### Work to do:
(1) Do these statements agree with the thread on counting distinct elements in Java? (a) Flajolet-Martin and HyperLogLog produce an approximate count of distinct elements. (b) An implementation of the Map API needs a solution to the count-distinct problem. (c) The count that Map.size() returns is approximate. For each, answer yes or no and quote the deciding words of the thread.
(2) Resume the thread on counting distinct elements in Java, starting right after its final sentence.

### Document:
━━━

I have come across multiple algorithms such as Flajolet-Martin algorithm , HyperLogLog to find out unique elements from a list of elements and suddenly became curious about how Java calculates it? And what is the Time-complexity in each of these cases to store and find unique values?
Flajolet-Martin and HyperLogLog algorithms are about getting an approximate count of the distinct elements (the count-distinct problem) in one pass of a stream of N
elements with O(N)
time and modest (much better than O(N)
) memory usage.
An implementation of the Map
API does not need a solution to the "count-distinct" problem.
(Aside: TreeMap
and HashMap
already keep a precomputed count of the number of entries in the map1; i.e. Map.size()
. Provided that you don't get into thread-safety problems the result is accurate (not approximate). The cost of calling size()
is O(1)
. The cost of maintaining it is O(U)
where U
is the number of map addition and removal operations performed.)

━━━

### Material:
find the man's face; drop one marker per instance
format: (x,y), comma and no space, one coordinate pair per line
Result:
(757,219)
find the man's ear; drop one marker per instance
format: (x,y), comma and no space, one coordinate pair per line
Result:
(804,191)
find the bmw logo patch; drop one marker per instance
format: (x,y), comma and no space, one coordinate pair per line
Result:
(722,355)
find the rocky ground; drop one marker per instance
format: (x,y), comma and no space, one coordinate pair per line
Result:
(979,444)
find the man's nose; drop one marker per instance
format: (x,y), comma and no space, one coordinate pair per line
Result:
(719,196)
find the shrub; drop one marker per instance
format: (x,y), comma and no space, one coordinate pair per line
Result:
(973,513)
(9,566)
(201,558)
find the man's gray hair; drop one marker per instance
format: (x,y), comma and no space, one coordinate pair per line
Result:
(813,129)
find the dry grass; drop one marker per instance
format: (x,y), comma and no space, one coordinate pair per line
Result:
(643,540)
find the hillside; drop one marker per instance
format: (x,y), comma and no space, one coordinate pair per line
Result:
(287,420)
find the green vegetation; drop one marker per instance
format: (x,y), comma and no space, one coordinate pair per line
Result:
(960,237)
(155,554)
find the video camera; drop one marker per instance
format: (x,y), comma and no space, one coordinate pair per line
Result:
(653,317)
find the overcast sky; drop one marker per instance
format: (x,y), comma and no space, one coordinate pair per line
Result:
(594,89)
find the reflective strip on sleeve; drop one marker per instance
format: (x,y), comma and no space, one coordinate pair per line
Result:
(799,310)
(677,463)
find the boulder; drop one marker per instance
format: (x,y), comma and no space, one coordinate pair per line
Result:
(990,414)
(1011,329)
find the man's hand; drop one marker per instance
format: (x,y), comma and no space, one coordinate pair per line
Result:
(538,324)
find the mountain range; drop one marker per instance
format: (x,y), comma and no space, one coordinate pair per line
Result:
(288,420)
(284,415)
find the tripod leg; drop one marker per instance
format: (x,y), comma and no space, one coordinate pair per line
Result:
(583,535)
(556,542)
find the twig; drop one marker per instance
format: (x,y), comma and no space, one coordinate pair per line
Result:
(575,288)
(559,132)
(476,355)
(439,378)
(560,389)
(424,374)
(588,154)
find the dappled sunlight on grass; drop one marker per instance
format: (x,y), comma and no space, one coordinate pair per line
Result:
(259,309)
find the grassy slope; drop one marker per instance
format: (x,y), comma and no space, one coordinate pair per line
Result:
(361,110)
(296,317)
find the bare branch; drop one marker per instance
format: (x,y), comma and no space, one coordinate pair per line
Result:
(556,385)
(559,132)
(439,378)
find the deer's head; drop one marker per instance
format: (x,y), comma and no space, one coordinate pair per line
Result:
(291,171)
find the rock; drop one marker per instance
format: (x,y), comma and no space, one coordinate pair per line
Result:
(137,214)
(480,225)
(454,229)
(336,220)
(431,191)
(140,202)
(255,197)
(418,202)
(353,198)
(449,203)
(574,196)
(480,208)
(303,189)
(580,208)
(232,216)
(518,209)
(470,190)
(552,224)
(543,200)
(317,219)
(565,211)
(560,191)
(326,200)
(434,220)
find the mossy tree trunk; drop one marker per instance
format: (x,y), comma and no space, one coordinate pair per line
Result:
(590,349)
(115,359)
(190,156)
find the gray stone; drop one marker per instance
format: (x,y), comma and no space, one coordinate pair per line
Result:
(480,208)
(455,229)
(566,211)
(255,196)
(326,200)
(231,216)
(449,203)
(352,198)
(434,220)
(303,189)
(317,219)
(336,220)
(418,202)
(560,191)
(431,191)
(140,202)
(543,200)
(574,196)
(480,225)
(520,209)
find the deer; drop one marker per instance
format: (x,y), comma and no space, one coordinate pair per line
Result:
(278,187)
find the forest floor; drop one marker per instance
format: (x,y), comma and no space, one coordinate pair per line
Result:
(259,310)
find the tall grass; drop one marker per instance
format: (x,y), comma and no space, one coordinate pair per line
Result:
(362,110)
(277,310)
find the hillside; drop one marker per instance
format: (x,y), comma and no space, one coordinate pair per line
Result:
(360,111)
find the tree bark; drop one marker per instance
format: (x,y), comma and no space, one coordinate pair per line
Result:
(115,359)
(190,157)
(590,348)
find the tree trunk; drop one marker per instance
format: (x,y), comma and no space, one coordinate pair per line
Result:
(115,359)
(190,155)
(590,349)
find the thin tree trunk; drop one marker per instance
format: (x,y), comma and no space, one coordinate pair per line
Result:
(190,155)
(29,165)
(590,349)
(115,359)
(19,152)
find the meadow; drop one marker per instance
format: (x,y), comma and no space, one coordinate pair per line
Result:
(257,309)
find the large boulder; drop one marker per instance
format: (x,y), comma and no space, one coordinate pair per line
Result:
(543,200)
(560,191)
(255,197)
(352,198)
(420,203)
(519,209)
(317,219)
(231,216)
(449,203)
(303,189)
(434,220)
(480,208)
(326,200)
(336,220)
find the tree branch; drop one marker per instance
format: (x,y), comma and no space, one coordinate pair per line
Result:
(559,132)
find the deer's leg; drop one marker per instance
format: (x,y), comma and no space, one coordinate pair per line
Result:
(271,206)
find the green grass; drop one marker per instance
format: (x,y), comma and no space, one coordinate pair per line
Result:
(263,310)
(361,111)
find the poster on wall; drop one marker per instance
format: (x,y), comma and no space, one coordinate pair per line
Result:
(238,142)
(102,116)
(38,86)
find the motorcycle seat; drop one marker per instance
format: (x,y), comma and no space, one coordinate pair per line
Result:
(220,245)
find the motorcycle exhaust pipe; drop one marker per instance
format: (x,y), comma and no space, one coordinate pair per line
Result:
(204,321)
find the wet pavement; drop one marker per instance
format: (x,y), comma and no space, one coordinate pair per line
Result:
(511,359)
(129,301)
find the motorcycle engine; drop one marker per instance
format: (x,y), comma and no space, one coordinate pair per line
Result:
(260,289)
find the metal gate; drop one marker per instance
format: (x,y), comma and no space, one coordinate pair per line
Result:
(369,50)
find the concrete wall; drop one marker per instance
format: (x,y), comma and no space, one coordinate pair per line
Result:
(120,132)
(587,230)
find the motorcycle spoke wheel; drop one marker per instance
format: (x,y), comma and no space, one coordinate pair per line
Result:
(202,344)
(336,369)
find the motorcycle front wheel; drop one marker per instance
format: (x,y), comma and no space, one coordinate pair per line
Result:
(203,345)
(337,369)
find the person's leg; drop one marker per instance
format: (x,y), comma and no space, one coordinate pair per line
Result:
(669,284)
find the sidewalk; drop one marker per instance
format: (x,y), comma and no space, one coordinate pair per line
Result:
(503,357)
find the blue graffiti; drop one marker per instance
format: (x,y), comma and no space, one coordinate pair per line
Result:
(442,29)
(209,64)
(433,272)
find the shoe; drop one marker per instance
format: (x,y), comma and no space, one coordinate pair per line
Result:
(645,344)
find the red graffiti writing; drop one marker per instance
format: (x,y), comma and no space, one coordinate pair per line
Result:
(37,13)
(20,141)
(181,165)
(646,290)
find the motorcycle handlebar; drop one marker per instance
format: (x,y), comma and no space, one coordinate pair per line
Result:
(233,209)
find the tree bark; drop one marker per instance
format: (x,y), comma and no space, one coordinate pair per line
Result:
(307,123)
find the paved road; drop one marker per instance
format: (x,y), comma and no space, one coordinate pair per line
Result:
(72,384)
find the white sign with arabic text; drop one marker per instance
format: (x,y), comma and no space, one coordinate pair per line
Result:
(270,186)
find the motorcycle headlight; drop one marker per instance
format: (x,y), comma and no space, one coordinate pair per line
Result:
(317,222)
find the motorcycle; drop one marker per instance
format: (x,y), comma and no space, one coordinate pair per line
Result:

━━━

### Responses to the tasks:
(1)
(a) Yes: "are about getting an approximate count of the distinct elements"
(b) No: "does not need a solution to the"
(c) No: "the result is accurate (not approximate)"

(2)
More generally, Flajolet-Martin algorithm or HyperLogLog do not / cannot form the basis for a Map
data structure. They do not address the dictionary problem.
The algorithms used by HashMap
and TreeMap
are (respectively) hash table and binary tree algorithms. There are more details in the respective javadocs, and the full source code (with comments) is readily available for you to look at. (Google for "java.util.HashMap" source
... for example.)
1 - Interestingly, ConcurrentHashMap
doesn't work this way ... because updating the size
field would be a concurrency bottleneck. Instead, the size()
operation is O(N)
.